Anthony Tillmon Williams: born Dec. 12, 1945 in Chicago; died Feb. 23, 1997 in Daly City, CA
- Began drum studies with Alan Dawson in Boston at age 10.
- At 16, Williams was brought to New York by Jackie McLean after McLean heard him play at Connolly’s, a Boston jazz club.
- At 17, he became a member of the Miles Davis Quintet, joining pianist Herbie Hancock and bassist Ron Carter in one of jazz’s immortal rhythm sections.
- Formed the fusion band Lifetime with John McLaughlin and Larry Young in 1969, and later joined the Davis alumni band V.S.O.P.
- Formed quintet in 1986 with trumpeter Wallace Roney, saxophonist Bill Pierce, pianist Mulgrew Miller and bassist Ira Coleman, which played together for six years.
- Williams was voted the top drummer in jazz by the readers of Down Beat magazine in 1979.
- Williams died at age 51 from complications after minor surgery.
Tony Williams (Promotional photo)
Bob Blumenthal on Tony Williams
Among his many achievements, Tony Williams was the most talented prodigy in jazz history, beginning private studies at age 10 with drum legend Alan Dawson and making his initial forays into free improvisation while barely a teenager with Sam Rivers’ Boston Improvisational Ensemble. At 17, Williams broke into two charmed circles— Blue Note Records and the Miles Davis Quintet —where he would redefine the role of the drums through the remainder of the ’60s.

**Brief 1:** Repeat the Tony Williams profile word for word, from "Tony Williams (Promotional" down to "of the ’60s.".
**Brief 2:** Condense the paragraph in the Tony Williams profile that begins "Among his many achievements" into a short list of its main facts.
**Brief 3:** According to the Tony Williams profile, who brought Williams to New York when he was 16?

[Region pointing data]
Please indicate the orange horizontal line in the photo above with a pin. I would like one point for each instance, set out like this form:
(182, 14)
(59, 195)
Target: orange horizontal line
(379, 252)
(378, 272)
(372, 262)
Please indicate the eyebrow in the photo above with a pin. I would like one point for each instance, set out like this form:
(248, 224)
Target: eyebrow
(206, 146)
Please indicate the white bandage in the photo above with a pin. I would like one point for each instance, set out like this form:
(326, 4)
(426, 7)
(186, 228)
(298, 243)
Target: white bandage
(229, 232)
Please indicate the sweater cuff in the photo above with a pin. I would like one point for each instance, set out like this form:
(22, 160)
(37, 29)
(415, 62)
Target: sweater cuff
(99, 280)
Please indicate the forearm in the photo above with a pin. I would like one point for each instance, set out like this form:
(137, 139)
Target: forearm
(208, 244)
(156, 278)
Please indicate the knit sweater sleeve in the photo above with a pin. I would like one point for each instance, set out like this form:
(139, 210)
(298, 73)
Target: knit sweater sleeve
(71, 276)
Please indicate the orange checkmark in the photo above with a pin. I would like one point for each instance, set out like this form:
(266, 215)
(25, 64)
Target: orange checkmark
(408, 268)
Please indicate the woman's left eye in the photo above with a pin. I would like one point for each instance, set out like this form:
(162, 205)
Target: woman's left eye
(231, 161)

**Response area 1:**
Tony Williams (Promotional photo)
Bob Blumenthal on Tony Williams
Among his many achievements, Tony Williams was the most talented prodigy in jazz history, beginning private studies at age 10 with drum legend Alan Dawson and making his initial forays into free improvisation while barely a teenager with Sam Rivers’ Boston Improvisational Ensemble. At 17, Williams broke into two charmed circles— Blue Note Records and the Miles Davis Quintet —where he would redefine the role of the drums through the remainder of the ’60s.

**Response area 2:**
- Tony Williams was the most talented prodigy in jazz history.
- He began private studies at age 10 with drum legend Alan Dawson.
- While barely a teenager, he first explored free improvisation with Sam Rivers' Boston Improvisational Ensemble.
- At 17, he joined Blue Note Records and the Miles Davis Quintet.
- There he redefined the role of the drums for the rest of the '60s.

**Response area 3:** Jackie McLean brought him to New York.